Rows taken from a pointing dataset
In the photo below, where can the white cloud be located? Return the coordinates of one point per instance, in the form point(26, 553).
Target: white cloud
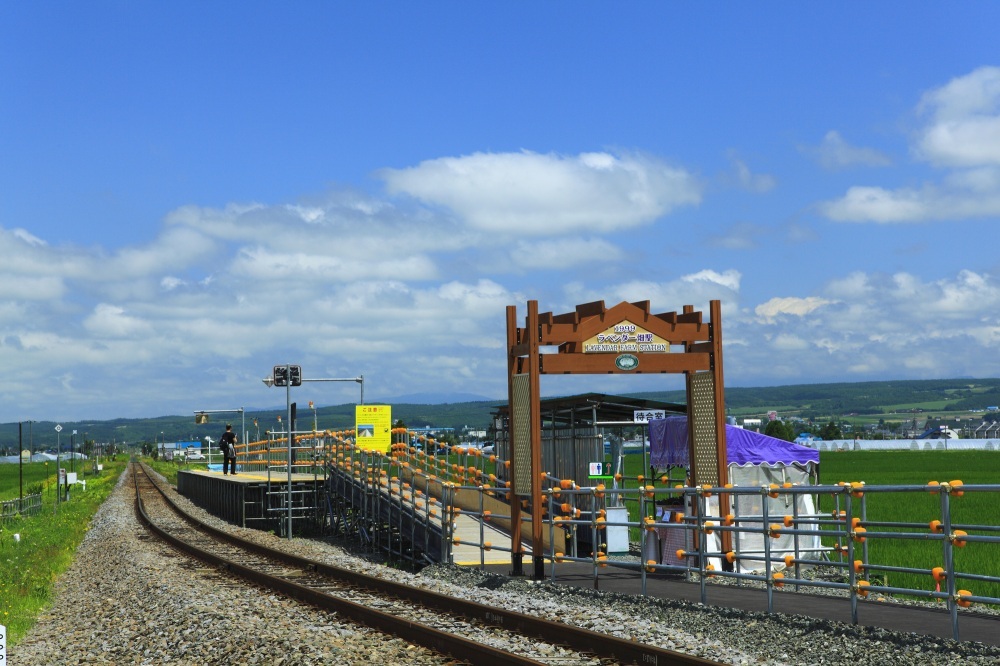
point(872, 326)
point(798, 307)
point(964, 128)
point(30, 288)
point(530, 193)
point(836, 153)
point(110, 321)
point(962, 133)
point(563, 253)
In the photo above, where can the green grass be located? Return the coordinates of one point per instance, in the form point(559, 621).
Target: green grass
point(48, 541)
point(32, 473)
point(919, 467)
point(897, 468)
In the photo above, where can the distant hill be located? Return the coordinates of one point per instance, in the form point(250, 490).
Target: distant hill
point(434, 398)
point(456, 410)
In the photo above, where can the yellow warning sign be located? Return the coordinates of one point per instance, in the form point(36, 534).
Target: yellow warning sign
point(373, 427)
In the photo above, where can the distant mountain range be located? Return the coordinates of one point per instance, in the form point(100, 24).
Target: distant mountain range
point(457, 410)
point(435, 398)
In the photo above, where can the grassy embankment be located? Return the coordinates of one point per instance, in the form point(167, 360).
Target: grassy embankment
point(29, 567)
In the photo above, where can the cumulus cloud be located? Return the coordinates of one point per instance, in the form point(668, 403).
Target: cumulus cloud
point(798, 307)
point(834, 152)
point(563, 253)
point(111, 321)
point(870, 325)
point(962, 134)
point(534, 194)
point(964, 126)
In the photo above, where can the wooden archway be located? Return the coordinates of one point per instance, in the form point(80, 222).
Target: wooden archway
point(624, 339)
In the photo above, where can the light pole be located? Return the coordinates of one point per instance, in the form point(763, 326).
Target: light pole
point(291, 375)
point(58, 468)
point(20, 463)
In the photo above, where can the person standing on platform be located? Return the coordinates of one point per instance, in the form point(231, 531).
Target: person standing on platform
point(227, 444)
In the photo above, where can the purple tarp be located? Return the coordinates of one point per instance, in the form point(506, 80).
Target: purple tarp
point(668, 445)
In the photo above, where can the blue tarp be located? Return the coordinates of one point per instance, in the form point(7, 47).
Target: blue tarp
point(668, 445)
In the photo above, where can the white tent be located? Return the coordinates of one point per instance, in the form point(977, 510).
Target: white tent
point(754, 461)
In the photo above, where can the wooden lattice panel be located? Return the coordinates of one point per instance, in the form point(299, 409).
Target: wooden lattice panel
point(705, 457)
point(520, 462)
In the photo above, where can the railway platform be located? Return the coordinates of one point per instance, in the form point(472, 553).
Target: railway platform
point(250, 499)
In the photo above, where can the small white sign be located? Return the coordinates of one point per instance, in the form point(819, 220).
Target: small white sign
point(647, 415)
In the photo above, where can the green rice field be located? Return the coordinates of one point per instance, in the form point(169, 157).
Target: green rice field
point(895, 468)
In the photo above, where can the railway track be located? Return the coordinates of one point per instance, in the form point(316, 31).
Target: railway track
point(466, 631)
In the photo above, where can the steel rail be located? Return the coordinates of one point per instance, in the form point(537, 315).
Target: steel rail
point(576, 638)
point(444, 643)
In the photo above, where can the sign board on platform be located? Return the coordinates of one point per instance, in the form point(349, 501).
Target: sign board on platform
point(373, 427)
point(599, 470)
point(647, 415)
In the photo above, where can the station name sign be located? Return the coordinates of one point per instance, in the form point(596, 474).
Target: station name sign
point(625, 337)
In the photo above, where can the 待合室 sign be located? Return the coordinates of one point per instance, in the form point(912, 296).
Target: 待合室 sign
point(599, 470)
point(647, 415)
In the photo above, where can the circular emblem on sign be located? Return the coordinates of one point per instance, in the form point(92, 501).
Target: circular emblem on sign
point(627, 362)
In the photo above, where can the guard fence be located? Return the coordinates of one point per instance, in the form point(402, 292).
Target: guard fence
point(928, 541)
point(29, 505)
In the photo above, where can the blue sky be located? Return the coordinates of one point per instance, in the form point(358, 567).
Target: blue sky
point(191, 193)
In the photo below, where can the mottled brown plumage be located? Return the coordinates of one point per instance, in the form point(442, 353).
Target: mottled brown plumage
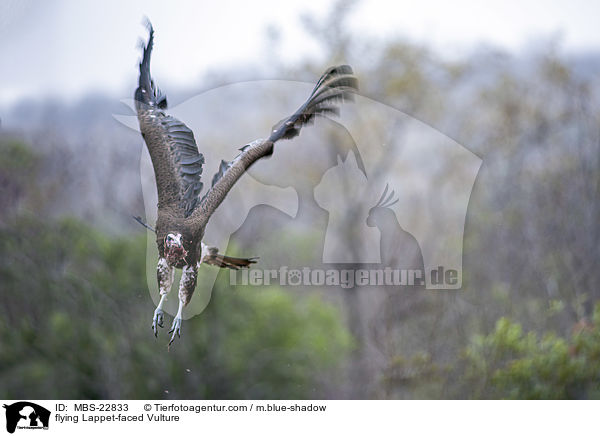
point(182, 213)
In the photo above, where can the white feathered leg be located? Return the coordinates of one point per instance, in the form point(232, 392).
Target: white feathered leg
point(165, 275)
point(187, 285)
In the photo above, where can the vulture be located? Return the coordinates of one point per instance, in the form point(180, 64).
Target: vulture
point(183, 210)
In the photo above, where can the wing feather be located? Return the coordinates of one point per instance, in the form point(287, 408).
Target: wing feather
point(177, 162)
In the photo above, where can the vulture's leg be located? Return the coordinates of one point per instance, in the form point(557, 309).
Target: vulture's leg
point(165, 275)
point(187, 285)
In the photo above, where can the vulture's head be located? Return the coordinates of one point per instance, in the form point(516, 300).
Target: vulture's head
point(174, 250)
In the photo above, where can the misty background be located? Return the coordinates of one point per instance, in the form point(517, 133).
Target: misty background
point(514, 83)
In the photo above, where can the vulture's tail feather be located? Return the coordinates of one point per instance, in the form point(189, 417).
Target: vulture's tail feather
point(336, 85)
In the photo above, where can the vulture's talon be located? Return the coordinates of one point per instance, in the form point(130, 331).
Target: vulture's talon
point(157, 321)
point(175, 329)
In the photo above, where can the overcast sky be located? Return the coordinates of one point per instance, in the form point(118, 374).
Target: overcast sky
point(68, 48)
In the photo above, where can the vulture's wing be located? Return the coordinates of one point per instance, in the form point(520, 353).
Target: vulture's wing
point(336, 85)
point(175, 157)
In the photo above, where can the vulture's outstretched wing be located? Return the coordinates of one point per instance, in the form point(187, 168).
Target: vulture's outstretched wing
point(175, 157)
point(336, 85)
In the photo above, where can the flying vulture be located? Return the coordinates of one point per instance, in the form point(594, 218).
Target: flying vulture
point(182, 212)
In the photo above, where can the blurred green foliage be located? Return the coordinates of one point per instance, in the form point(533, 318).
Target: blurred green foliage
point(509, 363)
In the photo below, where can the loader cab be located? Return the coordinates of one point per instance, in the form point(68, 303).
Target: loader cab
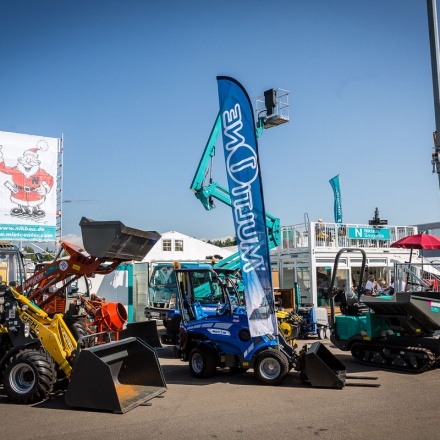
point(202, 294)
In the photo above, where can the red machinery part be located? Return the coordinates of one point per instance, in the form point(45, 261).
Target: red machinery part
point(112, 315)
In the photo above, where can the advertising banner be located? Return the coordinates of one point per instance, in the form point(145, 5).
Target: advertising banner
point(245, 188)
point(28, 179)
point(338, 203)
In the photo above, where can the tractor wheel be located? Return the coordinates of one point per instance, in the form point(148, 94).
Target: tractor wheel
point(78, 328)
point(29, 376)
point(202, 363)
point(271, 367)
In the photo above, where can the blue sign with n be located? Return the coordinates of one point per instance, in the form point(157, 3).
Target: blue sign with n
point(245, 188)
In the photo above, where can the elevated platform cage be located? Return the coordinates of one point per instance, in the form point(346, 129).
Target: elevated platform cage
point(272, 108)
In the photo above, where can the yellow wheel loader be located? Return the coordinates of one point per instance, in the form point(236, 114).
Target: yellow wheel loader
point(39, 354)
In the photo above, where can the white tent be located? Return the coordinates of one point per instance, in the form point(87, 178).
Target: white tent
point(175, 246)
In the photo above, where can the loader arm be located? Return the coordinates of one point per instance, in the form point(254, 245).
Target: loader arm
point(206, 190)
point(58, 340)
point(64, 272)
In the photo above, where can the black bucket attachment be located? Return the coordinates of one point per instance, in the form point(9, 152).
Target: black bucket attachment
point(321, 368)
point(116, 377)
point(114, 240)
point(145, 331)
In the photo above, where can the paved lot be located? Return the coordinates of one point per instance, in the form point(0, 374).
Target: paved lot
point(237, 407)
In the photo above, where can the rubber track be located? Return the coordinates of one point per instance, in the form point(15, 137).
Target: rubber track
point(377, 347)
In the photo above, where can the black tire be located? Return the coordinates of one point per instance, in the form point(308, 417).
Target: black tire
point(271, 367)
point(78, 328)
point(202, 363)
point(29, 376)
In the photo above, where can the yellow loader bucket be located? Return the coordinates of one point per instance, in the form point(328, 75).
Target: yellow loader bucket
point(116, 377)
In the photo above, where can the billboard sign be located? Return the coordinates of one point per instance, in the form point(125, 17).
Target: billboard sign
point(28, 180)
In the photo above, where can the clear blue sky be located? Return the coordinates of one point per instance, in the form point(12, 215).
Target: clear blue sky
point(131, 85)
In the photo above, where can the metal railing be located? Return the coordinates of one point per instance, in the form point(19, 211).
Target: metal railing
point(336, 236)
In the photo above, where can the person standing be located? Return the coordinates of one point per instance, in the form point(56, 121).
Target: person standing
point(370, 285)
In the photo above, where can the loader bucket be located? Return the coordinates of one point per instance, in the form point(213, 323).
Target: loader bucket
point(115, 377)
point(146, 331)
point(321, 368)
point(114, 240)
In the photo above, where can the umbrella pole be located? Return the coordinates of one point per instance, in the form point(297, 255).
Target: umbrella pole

▶ [What to work on] Turn the material into a numbered list, from the line containing "In the photo above, where can the billboard" through the last line, both included. Leave out blank lines.

▶ [Worked solution]
1. In the photo above, where can the billboard sign be located? Return the coordinates of one point per instance, in the form point(125, 17).
2. Target: billboard sign
3. point(28, 180)
4. In the photo above, where can the clear blue sky be located? Return the coordinates of one point per instance, in the form point(12, 215).
5. Target: clear blue sky
6. point(131, 85)
7. In the photo above, where can the metal railing be located? Return the coordinates of one point per instance, in the form point(19, 211).
8. Target: metal railing
9. point(336, 236)
10. In the photo above, where can the person standing be located? Return the coordinates of one point per instance, in the form point(56, 121).
11. Target: person standing
12. point(370, 285)
13. In the photo above, where can the loader bucket be located? Return the coordinates of one point per instance, in the form point(213, 323).
14. Target: loader bucket
15. point(115, 377)
16. point(146, 331)
17. point(321, 368)
18. point(114, 240)
19. In the photo above, where can the umbrella pole be located? Return the coordinates of one point per instance, in the form point(297, 255).
20. Target: umbrella pole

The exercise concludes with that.